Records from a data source
━━━━━━━━━━━━━━━━

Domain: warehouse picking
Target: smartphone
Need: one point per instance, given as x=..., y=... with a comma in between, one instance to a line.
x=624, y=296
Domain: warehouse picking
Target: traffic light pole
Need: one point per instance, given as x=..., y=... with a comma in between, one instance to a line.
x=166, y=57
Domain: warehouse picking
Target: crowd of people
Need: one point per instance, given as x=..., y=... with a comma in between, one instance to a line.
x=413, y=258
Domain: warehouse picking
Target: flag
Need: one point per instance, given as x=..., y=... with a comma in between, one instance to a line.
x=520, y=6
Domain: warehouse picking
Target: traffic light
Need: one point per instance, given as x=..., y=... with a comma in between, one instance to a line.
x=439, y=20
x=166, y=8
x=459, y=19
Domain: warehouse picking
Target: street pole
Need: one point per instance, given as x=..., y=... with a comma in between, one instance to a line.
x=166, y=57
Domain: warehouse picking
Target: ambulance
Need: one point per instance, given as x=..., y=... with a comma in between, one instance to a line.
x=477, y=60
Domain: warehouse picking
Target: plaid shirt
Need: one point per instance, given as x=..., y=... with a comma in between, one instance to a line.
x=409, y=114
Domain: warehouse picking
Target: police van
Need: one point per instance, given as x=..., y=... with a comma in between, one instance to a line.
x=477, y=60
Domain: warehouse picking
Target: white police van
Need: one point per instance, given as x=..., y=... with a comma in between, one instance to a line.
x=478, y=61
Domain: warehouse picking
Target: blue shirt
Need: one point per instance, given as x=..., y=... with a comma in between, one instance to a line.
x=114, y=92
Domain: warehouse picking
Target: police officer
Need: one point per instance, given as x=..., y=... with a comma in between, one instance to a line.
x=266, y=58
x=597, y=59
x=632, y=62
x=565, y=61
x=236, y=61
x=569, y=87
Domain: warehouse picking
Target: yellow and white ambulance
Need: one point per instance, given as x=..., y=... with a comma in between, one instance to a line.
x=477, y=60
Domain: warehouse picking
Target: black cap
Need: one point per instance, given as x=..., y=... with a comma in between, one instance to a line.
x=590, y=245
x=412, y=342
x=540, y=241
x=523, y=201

━━━━━━━━━━━━━━━━

Please rewrite every line of the items above as a JSON list of strings, one string per line, with blank lines left out.

[
  "Domain: warehouse picking",
  "Target: smartphone",
  "Need: one point per instance, given as x=..., y=... with a comma in between, one instance to a line.",
  "x=624, y=296",
  "Domain: warehouse picking",
  "Target: traffic light pole",
  "Need: one point per instance, given as x=..., y=... with a comma in between, one instance to a line.",
  "x=166, y=57",
  "Domain: warehouse picking",
  "Target: crowd of people",
  "Need: one point per instance, given as x=..., y=... with a comma in between, one instance to a line.",
  "x=413, y=258",
  "Domain: warehouse picking",
  "Target: flag",
  "Need: one point per instance, given as x=..., y=... with a comma in between, one instance to a line.",
  "x=520, y=6",
  "Domain: warehouse picking",
  "Target: traffic light",
  "Need: one point per instance, given as x=..., y=... with a comma in between, one instance to a line.",
  "x=439, y=20",
  "x=166, y=8",
  "x=459, y=19",
  "Domain: warehouse picking",
  "Target: street pole",
  "Need: one point per instance, given as x=..., y=... with a comma in between, one instance to a line.",
  "x=166, y=57",
  "Domain: warehouse picking",
  "Target: ambulance",
  "Need: one point per instance, given as x=..., y=... with a comma in between, one instance to a line.",
  "x=477, y=60",
  "Domain: warehouse picking",
  "Target: plaid shirt",
  "Need: one point per instance, given as x=..., y=... with a comma in between, one instance to a line.",
  "x=409, y=114",
  "Domain: warehouse picking",
  "Target: police van",
  "Need: one point per instance, given as x=..., y=... with a comma in between, one instance to a line.",
  "x=477, y=60",
  "Domain: warehouse picking",
  "Target: white police van",
  "Need: one point per instance, given as x=..., y=... with a comma in between, one instance to a line.",
  "x=478, y=61",
  "Domain: warehouse picking",
  "Target: blue shirt",
  "Need: one point per instance, given as x=..., y=... with a comma in between, one instance to a line.",
  "x=114, y=92",
  "Domain: warehouse picking",
  "Target: police officer",
  "Need: one point per instance, given as x=..., y=... with a comma in between, one instance to a line.",
  "x=266, y=58",
  "x=597, y=59",
  "x=632, y=62",
  "x=565, y=61",
  "x=236, y=61",
  "x=569, y=87",
  "Domain: warehouse picking",
  "Target: yellow and white ambulance",
  "Need: one point per instance, given as x=..., y=... with a comma in between, one instance to a line.",
  "x=477, y=60",
  "Domain: warehouse picking",
  "Target: black cap",
  "Need: one point per instance, given as x=..., y=... with a comma in between, one instance to a line.",
  "x=590, y=245",
  "x=412, y=342",
  "x=540, y=241",
  "x=523, y=201"
]